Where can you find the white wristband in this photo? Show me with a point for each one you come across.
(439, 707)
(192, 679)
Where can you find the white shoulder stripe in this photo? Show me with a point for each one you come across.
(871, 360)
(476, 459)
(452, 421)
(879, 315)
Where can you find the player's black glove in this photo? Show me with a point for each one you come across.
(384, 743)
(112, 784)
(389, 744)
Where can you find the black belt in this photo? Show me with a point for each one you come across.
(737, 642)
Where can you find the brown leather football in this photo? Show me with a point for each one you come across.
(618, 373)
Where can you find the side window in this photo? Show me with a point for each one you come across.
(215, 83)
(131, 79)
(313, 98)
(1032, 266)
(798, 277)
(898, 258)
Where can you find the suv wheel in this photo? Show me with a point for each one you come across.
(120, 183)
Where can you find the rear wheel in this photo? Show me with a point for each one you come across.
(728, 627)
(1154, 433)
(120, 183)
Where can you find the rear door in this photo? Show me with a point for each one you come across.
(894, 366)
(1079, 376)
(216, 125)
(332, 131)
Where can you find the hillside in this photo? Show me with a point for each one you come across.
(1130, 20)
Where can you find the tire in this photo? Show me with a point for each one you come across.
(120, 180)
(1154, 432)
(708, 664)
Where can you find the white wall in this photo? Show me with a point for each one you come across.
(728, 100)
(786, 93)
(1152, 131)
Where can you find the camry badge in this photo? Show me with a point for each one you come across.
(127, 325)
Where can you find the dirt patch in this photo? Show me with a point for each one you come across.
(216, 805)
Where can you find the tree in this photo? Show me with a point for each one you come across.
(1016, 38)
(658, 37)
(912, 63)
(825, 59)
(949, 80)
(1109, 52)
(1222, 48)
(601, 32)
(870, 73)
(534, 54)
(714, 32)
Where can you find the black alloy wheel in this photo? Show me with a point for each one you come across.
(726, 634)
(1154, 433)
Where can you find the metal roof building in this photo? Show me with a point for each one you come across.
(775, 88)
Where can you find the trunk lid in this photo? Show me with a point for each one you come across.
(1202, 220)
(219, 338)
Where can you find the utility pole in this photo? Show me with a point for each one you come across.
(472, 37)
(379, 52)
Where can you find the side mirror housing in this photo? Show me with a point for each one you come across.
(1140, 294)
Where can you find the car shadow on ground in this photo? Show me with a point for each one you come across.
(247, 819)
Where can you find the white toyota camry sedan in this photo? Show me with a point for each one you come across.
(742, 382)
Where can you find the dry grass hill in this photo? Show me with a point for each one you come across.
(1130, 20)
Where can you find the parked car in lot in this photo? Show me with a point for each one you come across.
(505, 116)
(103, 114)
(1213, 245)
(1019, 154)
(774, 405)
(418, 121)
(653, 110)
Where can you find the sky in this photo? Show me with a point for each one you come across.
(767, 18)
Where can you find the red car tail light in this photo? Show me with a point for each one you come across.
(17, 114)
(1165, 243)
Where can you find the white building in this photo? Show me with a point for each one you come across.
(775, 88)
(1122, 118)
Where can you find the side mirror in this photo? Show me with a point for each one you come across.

=-=-=-=-=

Task instructions: Your response should consist of the listing, reproduced exactly.

Task output:
Where can you find the white wristband in this photo? Show me with a point for each one you come across.
(439, 707)
(192, 679)
Where can you find the white shoulder stripe in this photo? Show me with a point for each one you come across.
(871, 360)
(476, 459)
(452, 421)
(879, 315)
Where can you find the player's black glove in this photo? Show me with a point for each one you come across.
(384, 743)
(112, 784)
(389, 744)
Where can you find the black belt in this photo? Show me with a point for each one you come across.
(737, 642)
Where can you find the brown leather football in this photo? Show me with a point for each one you come across.
(618, 373)
Where can you find the side window in this photo? Show me with a point for each one you come across.
(215, 83)
(131, 79)
(313, 98)
(1032, 266)
(798, 277)
(898, 258)
Where can you find the suv wheel in this photo? Show me with a point for each one you come across.
(120, 183)
Where can you find the rear wheel in this photo? Show me with a point for each one you come across.
(728, 627)
(1154, 433)
(120, 183)
Where can you find the rear door in this photo? Show me with a point for each one you come across.
(894, 366)
(1079, 376)
(216, 125)
(332, 131)
Where can you find the hillside in this photo? Show me with a point for each one you come across.
(1130, 20)
Where can you find the tire in this photo? Show me with a point for each one you come across.
(120, 180)
(1154, 432)
(708, 664)
Where can you find the white wall in this photo? Show me with a point for each one you come across.
(728, 100)
(786, 93)
(1152, 131)
Where can you find the camry badge in this photo? Show me with a point for each one you come across.
(127, 325)
Where can you find the dirt patch in this photo? Show me with a point for each one you come across.
(216, 805)
Where can you find the tree in this photo? Show me with a point for each one you come across.
(1016, 38)
(658, 37)
(912, 63)
(825, 59)
(949, 80)
(1109, 52)
(1222, 48)
(601, 32)
(870, 73)
(534, 54)
(714, 32)
Where can you find the black alloy wheel in this photo? Show me with a point for each one you come across.
(726, 634)
(1154, 433)
Where can you find the metal roof building in this photo? Show me with a point for each one you come across.
(775, 88)
Where can you find the trunk lid in this photo? Show me with a point for each one you come across.
(1202, 220)
(219, 338)
Where can you find the utility pole in this photo? Show me with a point for each one you come across.
(472, 37)
(379, 52)
Where can you find the side mirror housing in this photo? Show me with a point for each one you come across.
(1140, 294)
Where can you find the car shadow on ground in this photo? Show me with a point for each one you come across.
(247, 819)
Where can you find the white toyota camry sedan in this photo? Show me with a point for each one you come across.
(742, 382)
Where can you find the dry grass hill in this photo? Show me with a point for each one you come across.
(1130, 20)
Where can you find the parked car in lot in this photo? Show me with a point for each one you come across.
(505, 116)
(103, 114)
(1213, 245)
(1019, 154)
(774, 405)
(418, 121)
(653, 110)
Where can you find the sky in this photo? Show me with a point for each one you come across.
(767, 18)
Where can you find the red car tail light in this photo? Show me with a point for each one you come across.
(17, 114)
(1165, 243)
Where can you find the white building in this photo? Show me with a point for each one you come across.
(775, 88)
(1122, 118)
Where can you find the side mirror in this photo? Show me with a point for each one you come across.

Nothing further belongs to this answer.